= Given exercise 1 =
In the thread about dedicated columns for resource attributes, why might flattening out all attributes not be prohibitively bad?
= Given exercise 2 =
In the thread about dedicated columns for resource attributes, in which situations should a dedicated column for a resource attribute help?
= Given exercise 3 =
Could you write what comes next in the thread about dedicated columns for resource attributes, picking up after its final line?

= Extract =
◆ ◆ ◆ ◆ ◆ ◆ ◆
Open ankitnayan opened 2 months ago
I am assuming flattening out here refers to having dedicated columns.
Since there can be an arbitrary number of resource attributes that keep evolving over time, flattening out all of them always might lead to bloat in the number of columns - though it may not be prohibitively bad since clickhouse is column oriented and designed to deal with 100s of columns easily
Don't see any issues with having dedicated columns for commonly used resource attributes
A dedicated column for a resource attribute should help if that attribute gets used in the filter clause or is used for grouping and aggregation, since it would avoid reading the large array column However, if we go with the fingerprints based approach, in principle we no longer have to read the resource attributes array for the filter clause. And I wonder if resource attributes are used often for grouping and aggregation. So the benefits of having dedicated columns might not get used if we choose to go with resource fingerprints based tables.
However, if we go with the fingerprints based approach, in principle we no longer have to read the resource attributes array for the filter clause
Can you help me understand why we don't have to read the resource attributes array?
◆ ◆ ◆ ◆ ◆ ◆ ◆
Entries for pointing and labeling

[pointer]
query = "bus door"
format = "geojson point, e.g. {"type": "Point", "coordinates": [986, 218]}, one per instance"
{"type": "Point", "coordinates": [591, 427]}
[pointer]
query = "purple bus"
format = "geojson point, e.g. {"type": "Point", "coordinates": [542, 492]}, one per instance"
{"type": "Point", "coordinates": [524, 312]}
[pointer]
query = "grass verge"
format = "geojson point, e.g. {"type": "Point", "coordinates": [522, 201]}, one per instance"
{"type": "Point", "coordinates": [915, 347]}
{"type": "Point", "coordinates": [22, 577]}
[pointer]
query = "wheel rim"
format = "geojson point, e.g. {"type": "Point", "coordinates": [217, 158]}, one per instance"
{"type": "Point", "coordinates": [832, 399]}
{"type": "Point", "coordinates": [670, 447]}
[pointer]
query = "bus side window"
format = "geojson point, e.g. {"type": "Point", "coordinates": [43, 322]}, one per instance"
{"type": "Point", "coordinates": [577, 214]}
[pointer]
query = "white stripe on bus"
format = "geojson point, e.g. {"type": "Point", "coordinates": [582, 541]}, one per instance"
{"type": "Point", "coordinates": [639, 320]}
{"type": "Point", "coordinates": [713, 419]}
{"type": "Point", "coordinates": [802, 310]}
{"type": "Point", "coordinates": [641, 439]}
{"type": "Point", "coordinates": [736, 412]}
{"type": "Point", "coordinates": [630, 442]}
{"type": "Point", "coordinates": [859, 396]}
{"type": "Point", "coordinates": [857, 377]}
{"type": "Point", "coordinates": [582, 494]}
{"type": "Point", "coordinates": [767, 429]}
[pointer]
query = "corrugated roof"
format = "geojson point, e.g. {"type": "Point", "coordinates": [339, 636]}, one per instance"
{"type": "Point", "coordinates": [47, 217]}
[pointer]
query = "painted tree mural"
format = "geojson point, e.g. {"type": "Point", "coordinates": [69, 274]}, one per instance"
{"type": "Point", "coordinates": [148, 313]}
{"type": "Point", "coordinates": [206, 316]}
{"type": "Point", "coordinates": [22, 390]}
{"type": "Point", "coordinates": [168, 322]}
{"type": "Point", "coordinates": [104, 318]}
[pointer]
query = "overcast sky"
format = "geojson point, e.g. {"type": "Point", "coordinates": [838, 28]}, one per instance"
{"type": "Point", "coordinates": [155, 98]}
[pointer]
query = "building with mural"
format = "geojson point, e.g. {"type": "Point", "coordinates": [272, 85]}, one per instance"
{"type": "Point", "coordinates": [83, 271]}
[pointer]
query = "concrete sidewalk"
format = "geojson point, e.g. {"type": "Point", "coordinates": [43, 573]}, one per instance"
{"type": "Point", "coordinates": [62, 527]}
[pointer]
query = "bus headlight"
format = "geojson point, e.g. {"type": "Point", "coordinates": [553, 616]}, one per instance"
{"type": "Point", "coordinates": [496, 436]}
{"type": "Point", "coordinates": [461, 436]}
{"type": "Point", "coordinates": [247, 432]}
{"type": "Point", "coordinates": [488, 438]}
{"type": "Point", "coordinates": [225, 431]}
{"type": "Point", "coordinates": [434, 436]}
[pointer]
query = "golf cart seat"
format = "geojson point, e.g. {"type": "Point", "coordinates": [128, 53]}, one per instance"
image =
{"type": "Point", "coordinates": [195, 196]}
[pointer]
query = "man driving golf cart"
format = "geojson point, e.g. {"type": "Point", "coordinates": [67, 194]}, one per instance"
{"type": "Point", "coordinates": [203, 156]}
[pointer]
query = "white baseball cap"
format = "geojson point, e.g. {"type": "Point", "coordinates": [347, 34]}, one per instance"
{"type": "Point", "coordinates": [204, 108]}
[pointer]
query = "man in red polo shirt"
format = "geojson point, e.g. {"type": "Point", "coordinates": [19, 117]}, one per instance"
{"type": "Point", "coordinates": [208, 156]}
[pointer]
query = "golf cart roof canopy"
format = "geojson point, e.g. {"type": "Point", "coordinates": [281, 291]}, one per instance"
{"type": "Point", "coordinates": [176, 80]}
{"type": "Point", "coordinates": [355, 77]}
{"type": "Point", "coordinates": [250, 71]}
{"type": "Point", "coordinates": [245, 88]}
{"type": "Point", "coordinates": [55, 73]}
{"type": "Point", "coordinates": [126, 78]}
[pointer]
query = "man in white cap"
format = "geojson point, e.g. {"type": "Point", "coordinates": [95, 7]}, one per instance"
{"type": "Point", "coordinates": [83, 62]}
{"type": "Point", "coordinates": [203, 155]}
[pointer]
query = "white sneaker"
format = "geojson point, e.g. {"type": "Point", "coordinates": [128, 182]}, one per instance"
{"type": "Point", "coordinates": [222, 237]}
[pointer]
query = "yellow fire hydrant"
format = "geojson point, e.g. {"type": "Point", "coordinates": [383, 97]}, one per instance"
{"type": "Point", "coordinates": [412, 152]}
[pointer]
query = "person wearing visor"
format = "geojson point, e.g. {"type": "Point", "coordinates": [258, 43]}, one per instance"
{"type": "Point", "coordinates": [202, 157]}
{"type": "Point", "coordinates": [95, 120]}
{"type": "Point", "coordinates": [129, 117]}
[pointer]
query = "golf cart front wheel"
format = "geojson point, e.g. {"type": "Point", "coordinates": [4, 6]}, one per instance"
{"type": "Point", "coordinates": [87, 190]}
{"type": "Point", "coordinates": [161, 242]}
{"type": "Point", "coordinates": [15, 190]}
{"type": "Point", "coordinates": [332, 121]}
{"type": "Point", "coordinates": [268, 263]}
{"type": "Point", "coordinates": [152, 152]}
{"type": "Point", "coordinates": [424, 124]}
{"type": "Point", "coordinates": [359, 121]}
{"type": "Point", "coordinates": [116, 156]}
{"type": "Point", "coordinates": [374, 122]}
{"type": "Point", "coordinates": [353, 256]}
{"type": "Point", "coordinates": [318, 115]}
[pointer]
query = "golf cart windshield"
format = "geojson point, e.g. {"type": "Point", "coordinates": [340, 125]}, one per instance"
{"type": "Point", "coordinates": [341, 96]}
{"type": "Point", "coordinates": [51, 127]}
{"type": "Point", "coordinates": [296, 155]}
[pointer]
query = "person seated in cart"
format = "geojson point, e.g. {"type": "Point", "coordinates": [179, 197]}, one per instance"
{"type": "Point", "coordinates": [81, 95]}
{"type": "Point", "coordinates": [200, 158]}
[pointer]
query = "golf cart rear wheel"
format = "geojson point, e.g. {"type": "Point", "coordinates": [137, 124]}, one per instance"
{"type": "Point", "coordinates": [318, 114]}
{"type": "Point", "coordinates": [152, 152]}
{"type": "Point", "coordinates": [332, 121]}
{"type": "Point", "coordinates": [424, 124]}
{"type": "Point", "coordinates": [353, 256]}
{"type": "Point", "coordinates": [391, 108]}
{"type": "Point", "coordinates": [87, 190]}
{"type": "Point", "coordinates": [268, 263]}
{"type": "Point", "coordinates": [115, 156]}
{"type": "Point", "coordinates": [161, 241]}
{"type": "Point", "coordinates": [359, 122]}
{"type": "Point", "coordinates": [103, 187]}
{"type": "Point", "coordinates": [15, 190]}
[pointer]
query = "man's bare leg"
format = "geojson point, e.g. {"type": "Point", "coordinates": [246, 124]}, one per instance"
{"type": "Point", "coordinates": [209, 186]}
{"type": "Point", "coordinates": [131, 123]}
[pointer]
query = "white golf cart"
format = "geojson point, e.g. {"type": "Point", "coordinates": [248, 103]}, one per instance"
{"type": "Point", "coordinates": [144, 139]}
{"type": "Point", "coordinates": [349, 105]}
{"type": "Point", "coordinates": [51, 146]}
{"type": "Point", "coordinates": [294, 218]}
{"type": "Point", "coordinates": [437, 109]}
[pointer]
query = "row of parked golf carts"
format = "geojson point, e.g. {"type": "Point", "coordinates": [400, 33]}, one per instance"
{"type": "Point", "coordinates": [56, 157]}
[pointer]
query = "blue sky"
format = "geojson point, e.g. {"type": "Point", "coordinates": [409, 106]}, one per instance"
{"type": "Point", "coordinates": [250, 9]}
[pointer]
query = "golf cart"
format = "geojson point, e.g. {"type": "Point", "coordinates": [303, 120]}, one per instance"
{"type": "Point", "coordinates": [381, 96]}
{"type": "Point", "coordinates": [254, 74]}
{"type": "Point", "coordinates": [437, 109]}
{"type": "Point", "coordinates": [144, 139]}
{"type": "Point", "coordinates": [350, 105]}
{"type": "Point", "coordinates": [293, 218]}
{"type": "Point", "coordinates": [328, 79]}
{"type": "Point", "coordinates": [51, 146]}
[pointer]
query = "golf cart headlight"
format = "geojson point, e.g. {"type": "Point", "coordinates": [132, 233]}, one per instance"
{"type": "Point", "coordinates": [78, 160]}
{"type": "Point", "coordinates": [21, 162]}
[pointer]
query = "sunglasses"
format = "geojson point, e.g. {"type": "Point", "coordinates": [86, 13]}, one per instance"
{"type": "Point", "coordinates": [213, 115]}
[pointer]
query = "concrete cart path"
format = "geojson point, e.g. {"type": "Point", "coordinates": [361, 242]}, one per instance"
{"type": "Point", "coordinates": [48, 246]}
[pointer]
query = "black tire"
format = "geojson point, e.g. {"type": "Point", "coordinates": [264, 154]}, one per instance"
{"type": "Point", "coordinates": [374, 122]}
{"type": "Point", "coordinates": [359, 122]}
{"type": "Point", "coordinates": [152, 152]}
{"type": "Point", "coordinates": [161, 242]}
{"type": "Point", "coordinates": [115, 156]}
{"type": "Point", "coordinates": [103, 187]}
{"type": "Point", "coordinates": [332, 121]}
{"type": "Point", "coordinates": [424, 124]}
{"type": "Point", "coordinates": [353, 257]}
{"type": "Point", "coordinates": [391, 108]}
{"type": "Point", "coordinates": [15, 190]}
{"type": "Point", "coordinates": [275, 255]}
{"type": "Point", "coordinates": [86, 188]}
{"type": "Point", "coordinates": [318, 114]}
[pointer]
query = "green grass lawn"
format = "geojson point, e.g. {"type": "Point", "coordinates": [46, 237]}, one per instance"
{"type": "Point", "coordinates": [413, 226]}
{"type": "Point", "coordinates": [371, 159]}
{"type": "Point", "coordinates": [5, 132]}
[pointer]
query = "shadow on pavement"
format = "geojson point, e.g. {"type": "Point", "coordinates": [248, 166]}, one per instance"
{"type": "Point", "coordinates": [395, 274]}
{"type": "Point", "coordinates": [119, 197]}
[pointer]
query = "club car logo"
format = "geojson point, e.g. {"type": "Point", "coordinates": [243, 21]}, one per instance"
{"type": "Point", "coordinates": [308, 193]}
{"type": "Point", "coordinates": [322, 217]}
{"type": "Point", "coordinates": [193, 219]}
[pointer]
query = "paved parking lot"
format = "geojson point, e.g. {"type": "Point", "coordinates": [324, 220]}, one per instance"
◆ ◆ ◆ ◆ ◆ ◆ ◆
= Task result 1 =
Because clickhouse is column oriented and designed to deal with 100s of columns easily.

= Task result 2 =
When the attribute gets used in the filter clause, when it is used for grouping, and when it is used for aggregation.

= Task result 3 =
And I wonder if resource attributes are used often for grouping and aggregation
I am your audience and I use it very often. I have seen our customers use it too. All alerts (on any signal) are created on a per resource basis all the time except in very few cases where people write queries for specific resources of interest.
Can you help me understand why we don't have to read the resource attributes array?
On further thought, you are right. Since the fingerprint relies on hash values, it doesn't guarantee that we can avoid doing an actual comparison on the resource array
Since the fingerprint relies on hash values, it doesn't guarantee that we can avoid doing an actual comparison on the resource array
Not clear, this search would be on the fingerprint table and not on the main logs data table, right?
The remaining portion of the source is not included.